Hier hat alles einen Nutzen

Mitten in Neukölln-Rixdorf, versteckt in einem Häuserblock, liegt eine wild wachsende Oase: der Garten des „Café Botanico“

Gärtnerin Anne Gudurat freut sich über jede Pflanze - auch über Unkraut

Von Karlotta Ehrenberg (Text und Fotos)

Alles wuchert wild durcheinander – Gemüse und Obst, Blumen und Sträucher sowie das, was man gemeinhin Unkraut nennt. Anne Gudurat freut sich darüber. Ja, für die Gärtnerin könnte es sogar noch etwas mehr sein. Denn das, was hier, mitten in Neukölln, so üppig gedeiht, nennt sich ein Permakulturgarten. Und in den mischt sich der Mensch nur wenig ein. „Wir reagieren auf das, was kommt“, sagt Gudurat.
════════════════
• [Aufgaben]:
[1] Übertrage den Satz „Denn das, was hier, mitten in Neukölln, so üppig gedeiht, nennt sich ein Permakulturgarten.“ aus dem Artikel über den Garten des „Café Botanico“ ins Englische.
[2] Schreib den Artikel über den Permakulturgarten in Neukölln im selben Ton weiter, im Anschluss an seinen letzten Satz.
Die Zeilen weiter unten sind eigenständiges Material und gehören nicht zum Artikel.

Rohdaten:
════════════════
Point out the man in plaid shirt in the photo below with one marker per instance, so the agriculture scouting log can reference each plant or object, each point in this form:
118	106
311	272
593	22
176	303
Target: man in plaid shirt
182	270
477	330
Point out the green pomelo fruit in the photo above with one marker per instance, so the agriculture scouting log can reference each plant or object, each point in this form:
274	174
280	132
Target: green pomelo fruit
════════════════
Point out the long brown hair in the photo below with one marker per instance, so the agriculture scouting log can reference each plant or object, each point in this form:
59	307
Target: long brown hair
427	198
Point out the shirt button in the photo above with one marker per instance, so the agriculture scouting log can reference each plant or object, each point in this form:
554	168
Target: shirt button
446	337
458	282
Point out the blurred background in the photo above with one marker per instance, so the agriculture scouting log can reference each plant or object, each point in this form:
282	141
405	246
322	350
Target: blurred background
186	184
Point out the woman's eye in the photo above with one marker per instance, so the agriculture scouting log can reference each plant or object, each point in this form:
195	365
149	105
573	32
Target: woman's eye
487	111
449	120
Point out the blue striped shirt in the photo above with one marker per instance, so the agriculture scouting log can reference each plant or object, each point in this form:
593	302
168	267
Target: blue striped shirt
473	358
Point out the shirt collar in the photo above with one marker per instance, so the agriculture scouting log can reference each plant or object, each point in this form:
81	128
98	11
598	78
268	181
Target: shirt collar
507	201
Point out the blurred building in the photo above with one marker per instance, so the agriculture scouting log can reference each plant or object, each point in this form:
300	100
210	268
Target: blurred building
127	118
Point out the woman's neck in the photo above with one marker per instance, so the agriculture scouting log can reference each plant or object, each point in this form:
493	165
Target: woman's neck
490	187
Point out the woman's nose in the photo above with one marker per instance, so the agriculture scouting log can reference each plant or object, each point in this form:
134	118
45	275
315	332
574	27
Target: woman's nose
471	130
════════════════
• [Lösungen]:
[1] Because what grows so lushly here, in the middle of Neukölln, is called a permaculture garden.

[2]
Konkret bedeutet das, dass sie und ihre Hel­fe­r:in­nen – zwei Schülerpraktikantinnen sowie etliche Ehrenamtliche – Pflanzen an bestimmten Stellen herausnehmen, um Platz für eine Aussaat oder Pflanzen zu schaffen, die man woanders entnommen hat. „Was zu viel ist, kommt auf den Kompost oder als Mulche auf die Beete. Oder wir machen Jauche zum Düngen daraus“, so Gudurat. „Hier hat alles einen Nutzen.“

Eine der Hauptbeschäftigungen der Gärtnerin besteht darin, den Garten ganz genau zu beobachten. Jeden Morgen macht sie erst mal eine Runde und schaut, was sich während ihrer Abwesenheit getan hat. Auf einem Beet stecken Keimlinge ihre hellgrünen Köpfe durch die Erde. „Was habt ihr denn hier gesät?“, will die Gärtnerin von den Praktikantinnen wissen. Die zucken nur lächelnd die Schultern. „Macht nichts“, erwidert Gudurat. „Da wir hier so einen reichen Boden haben, kommt hier eh vieles, das wir nicht selbst gesät haben und erst erkennen müssen.“

Pflanzenbestimmung ist das A und O im Permakulturgarten. Als Quereinsteigerin muss sich Anne Gudurat dieses Wissen immer noch aneignen. Noch oft nimmt sie eine Pflanzenbestimmungs-App zur Hilfe oder fragt den Leiter und Gründer dieses Gartens, Martin Höfft.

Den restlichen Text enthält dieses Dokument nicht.